Could you write out the records below exactly as they appear?

-------- Records for the task

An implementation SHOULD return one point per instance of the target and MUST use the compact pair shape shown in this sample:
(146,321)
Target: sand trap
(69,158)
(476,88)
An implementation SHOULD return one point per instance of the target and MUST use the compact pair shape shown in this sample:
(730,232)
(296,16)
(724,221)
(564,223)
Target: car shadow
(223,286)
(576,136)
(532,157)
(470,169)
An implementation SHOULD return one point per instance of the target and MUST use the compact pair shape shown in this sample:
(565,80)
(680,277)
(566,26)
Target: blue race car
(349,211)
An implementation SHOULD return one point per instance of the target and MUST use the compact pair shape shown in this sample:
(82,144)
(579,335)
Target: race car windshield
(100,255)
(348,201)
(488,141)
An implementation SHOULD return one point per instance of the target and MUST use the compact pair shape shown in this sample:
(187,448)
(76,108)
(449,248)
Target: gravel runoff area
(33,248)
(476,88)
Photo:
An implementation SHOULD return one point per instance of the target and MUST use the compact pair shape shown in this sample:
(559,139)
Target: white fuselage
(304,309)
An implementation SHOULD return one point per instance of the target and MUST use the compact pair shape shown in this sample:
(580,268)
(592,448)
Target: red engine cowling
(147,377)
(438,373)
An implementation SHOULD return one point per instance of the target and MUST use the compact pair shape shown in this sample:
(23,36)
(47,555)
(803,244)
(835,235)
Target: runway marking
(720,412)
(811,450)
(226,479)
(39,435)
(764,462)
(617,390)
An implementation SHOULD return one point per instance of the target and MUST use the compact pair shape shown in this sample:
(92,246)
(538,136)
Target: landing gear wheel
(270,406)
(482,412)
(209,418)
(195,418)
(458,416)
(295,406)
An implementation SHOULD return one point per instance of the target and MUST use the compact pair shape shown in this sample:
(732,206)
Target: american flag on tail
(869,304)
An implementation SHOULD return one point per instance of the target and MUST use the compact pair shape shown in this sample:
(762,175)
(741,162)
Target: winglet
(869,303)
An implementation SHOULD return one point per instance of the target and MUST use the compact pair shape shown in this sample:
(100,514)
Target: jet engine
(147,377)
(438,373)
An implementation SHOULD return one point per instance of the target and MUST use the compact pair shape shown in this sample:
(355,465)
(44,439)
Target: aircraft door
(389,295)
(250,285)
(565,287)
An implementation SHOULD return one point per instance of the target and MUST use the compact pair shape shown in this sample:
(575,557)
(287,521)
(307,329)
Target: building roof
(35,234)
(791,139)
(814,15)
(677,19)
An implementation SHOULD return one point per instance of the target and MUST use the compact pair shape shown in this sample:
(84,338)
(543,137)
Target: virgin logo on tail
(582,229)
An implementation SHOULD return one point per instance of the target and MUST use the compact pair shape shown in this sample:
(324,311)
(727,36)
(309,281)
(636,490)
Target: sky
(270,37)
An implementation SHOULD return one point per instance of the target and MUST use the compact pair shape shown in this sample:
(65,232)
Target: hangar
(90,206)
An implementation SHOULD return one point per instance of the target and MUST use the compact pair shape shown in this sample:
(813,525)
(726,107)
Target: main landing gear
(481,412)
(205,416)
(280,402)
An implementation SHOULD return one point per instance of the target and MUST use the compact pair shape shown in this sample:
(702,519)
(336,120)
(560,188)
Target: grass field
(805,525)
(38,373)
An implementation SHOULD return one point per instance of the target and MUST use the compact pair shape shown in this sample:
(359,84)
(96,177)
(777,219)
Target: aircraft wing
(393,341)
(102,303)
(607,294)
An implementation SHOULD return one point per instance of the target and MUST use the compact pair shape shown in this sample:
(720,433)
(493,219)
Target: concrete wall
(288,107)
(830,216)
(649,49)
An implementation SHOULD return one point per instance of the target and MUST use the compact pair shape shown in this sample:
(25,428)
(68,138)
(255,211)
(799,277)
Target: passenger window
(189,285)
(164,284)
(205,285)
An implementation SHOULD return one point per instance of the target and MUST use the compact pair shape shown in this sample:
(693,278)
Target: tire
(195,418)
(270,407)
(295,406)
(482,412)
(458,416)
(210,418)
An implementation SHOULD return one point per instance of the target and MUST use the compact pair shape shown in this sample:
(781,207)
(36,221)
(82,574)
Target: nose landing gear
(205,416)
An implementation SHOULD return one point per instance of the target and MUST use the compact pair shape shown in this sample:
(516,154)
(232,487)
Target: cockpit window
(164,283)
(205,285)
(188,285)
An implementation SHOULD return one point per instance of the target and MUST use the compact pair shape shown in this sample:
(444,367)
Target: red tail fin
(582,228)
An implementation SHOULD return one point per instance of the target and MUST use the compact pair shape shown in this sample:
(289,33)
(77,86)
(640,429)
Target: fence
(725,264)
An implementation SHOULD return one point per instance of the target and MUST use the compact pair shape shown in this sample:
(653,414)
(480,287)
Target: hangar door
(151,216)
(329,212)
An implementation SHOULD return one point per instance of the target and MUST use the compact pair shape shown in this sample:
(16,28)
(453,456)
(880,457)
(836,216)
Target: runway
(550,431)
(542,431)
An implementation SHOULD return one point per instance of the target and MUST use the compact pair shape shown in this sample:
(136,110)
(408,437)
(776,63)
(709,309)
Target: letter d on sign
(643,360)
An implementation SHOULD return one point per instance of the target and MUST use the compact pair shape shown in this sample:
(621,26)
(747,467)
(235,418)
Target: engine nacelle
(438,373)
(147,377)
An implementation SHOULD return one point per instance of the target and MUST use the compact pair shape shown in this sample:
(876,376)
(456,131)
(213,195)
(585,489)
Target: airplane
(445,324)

----------------

(Finished task)
An implementation SHOULD return one point per instance of the target and MUST use the compact pair shape shown in this sample:
(146,321)
Target: sand trap
(69,158)
(476,88)
An implementation SHOULD return one point per instance of the target and MUST use the compact pair shape shown in this sample:
(730,232)
(296,16)
(724,221)
(564,223)
Target: car shadow
(223,286)
(576,136)
(532,157)
(470,169)
An implementation SHOULD return one point per instance of the target and MUST use the compact pair shape shown in this sample:
(565,80)
(680,277)
(566,26)
Target: blue race car
(349,211)
An implementation SHOULD return one point per instance of the target and MUST use the compact pair shape shown in this sample:
(82,144)
(579,335)
Target: race car windshield
(100,255)
(348,201)
(488,141)
An implementation SHOULD return one point per instance of the target and MUST use the compact pair shape shown in this sample:
(187,448)
(76,108)
(449,248)
Target: gravel runoff area
(33,248)
(476,88)
Photo:
An implementation SHOULD return one point per instance of the target and MUST use the compact pair shape shown in this sample:
(559,139)
Target: white fuselage
(304,309)
An implementation SHOULD return one point per instance of the target and MUST use the compact pair shape shown in this sample:
(580,268)
(592,448)
Target: red engine cowling
(147,377)
(438,373)
An implementation SHOULD return one point per instance of the target and MUST use the compact pair shape shown in this sample:
(23,36)
(47,555)
(803,244)
(835,235)
Target: runway marking
(720,412)
(811,450)
(226,479)
(39,435)
(764,462)
(617,390)
An implementation SHOULD return one point per instance of the target and MUST use the compact pair shape shown in this sample:
(92,246)
(538,136)
Target: landing gear wheel
(270,406)
(482,412)
(209,418)
(195,418)
(458,416)
(295,406)
An implementation SHOULD return one point per instance of the target and MUST use the compact pair shape shown in this sample:
(732,206)
Target: american flag on tail
(869,304)
An implementation SHOULD return one point per instance of the target and MUST use the compact pair shape shown in this sample:
(762,175)
(741,162)
Target: winglet
(869,303)
An implementation SHOULD return one point per instance of the target and MUST use the compact pair shape shown in this sample:
(100,514)
Target: jet engine
(147,377)
(438,373)
An implementation SHOULD return one point per instance of the target and MUST use the compact pair shape shown in this sample:
(355,465)
(44,439)
Target: aircraft door
(389,295)
(250,285)
(565,287)
An implementation SHOULD return one point per instance of the target and MUST use the compact pair shape shown in this sample:
(575,557)
(287,521)
(307,329)
Target: building roof
(35,234)
(791,139)
(814,15)
(677,19)
An implementation SHOULD return one point per instance of the target and MUST use the compact pair shape shown in this sample:
(84,338)
(543,137)
Target: virgin logo on tail
(582,229)
An implementation SHOULD return one point per instance of the target and MUST use the compact pair shape shown in this sample:
(324,311)
(727,36)
(309,281)
(636,490)
Target: sky
(270,37)
An implementation SHOULD return one point per instance of the target and MUST use the compact pair shape shown in this sample:
(65,232)
Target: hangar
(90,206)
An implementation SHOULD return one point per instance of the target and MUST use the compact pair shape shown in this sample:
(813,525)
(726,107)
Target: main landing gear
(481,412)
(205,416)
(280,402)
An implementation SHOULD return one point per instance of the target and MUST use the compact pair shape shown in this sample:
(702,519)
(336,120)
(560,188)
Target: grass field
(805,525)
(38,373)
An implementation SHOULD return one point per instance of the target and MUST use the compact pair shape shown in this sample:
(359,84)
(96,177)
(777,219)
Target: aircraft wing
(393,341)
(102,303)
(607,294)
An implementation SHOULD return one point per instance of the target and MUST use the compact pair shape shown in this sample:
(720,433)
(493,219)
Target: concrete wall
(288,107)
(830,216)
(649,49)
An implementation SHOULD return one point per instance of the target and MUST use the compact pair shape shown in this sample:
(25,428)
(68,138)
(255,211)
(799,277)
Target: passenger window
(189,285)
(164,284)
(205,285)
An implementation SHOULD return one point per instance of the target and MUST use the compact pair shape shown in this sample:
(693,278)
Target: tire
(195,418)
(270,407)
(295,406)
(482,412)
(458,416)
(210,418)
An implementation SHOULD return one point per instance of the target and MUST use the compact pair shape shown in this sample:
(781,207)
(36,221)
(82,574)
Target: nose landing gear
(205,416)
An implementation SHOULD return one point per instance of the target and MUST use the compact pair shape shown in this sample:
(516,154)
(232,487)
Target: cockpit window
(164,283)
(205,285)
(188,285)
An implementation SHOULD return one point per instance of the target and MUST use the compact pair shape shown in this sample:
(444,367)
Target: red tail fin
(582,228)
An implementation SHOULD return one point per instance of the target and MUST use the compact pair shape shown in this sample:
(289,33)
(77,86)
(640,429)
Target: fence
(725,264)
An implementation SHOULD return one point per instance of the target and MUST use the compact pair shape shown in this sample:
(653,414)
(480,287)
Target: hangar door
(151,216)
(329,212)
An implementation SHOULD return one point per instance of the target and MUST use the compact pair shape shown in this sample:
(16,28)
(453,456)
(880,457)
(836,216)
Target: runway
(550,431)
(542,431)
An implementation SHOULD return one point per instance of the target and MUST use the compact pair shape shown in this sample:
(136,110)
(408,437)
(776,63)
(709,309)
Target: letter d on sign
(643,360)
An implementation SHOULD return one point per instance of the target and MUST use the compact pair shape shown in this sample:
(621,26)
(747,467)
(235,418)
Target: engine nacelle
(438,373)
(147,377)
An implementation SHOULD return one point per instance of the target and MUST use the compact pair shape shown in this sample:
(876,376)
(456,131)
(213,195)
(585,489)
Target: airplane
(445,324)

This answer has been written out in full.